WORK ITEM
Would you reproduce the data below exactly, please, leaving out its images?

Collected data entries
--- START ---

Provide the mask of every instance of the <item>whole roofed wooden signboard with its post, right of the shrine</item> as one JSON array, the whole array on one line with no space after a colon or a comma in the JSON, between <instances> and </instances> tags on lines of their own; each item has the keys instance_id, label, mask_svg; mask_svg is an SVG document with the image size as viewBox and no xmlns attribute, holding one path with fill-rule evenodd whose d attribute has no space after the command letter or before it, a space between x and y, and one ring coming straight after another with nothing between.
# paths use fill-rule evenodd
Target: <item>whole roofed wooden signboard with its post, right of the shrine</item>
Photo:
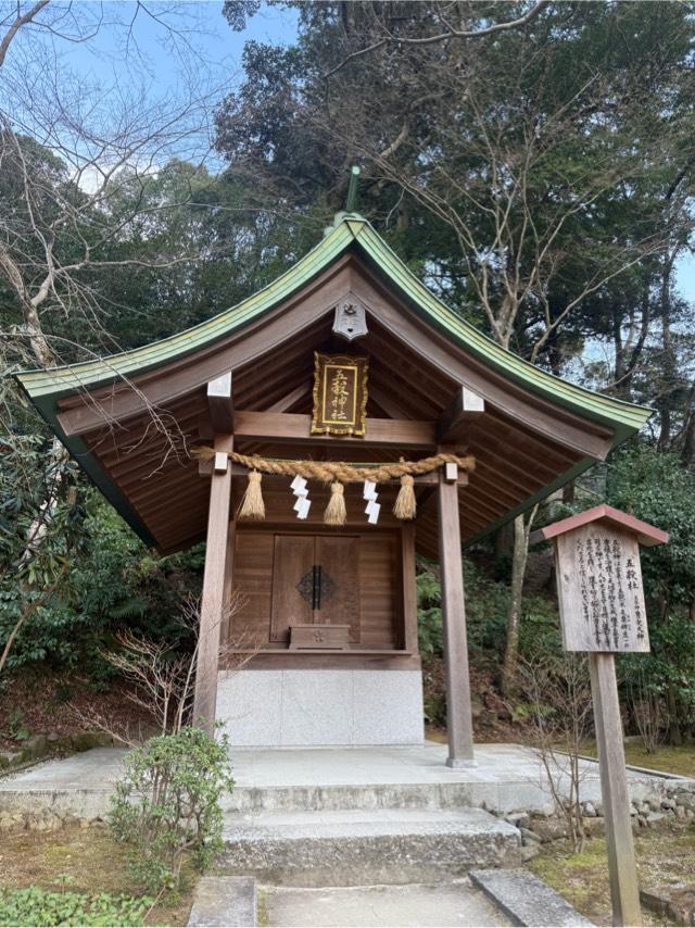
<instances>
[{"instance_id":1,"label":"whole roofed wooden signboard with its post, right of the shrine","mask_svg":"<svg viewBox=\"0 0 695 928\"><path fill-rule=\"evenodd\" d=\"M534 531L530 541L549 539L555 541L563 647L589 652L612 924L642 925L615 655L649 650L640 544L664 544L669 537L601 505Z\"/></svg>"}]
</instances>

--- END ---

ANSWER FOR THE TASK
Provide the mask of every instance of the <item>whole roofed wooden signboard with its post, right of the shrine</item> as one JSON array, the whole array on one line with no space after a colon or a comma in the JSON, between <instances> and </instances> tags on lines of their own; each item has the keys instance_id, label, mask_svg; mask_svg is an SVG document with the image size as viewBox and no xmlns attribute, holding one path with fill-rule evenodd whose d attribute has no space after the command letter or before it, a space between x and y, and one ring coming straight after another with nothing between.
# paths use fill-rule evenodd
Target: <item>whole roofed wooden signboard with its post, right of the shrine</item>
Photo:
<instances>
[{"instance_id":1,"label":"whole roofed wooden signboard with its post, right of the shrine","mask_svg":"<svg viewBox=\"0 0 695 928\"><path fill-rule=\"evenodd\" d=\"M534 531L530 541L549 539L555 541L563 647L589 652L612 924L642 925L615 655L649 650L640 544L664 544L669 537L601 505Z\"/></svg>"}]
</instances>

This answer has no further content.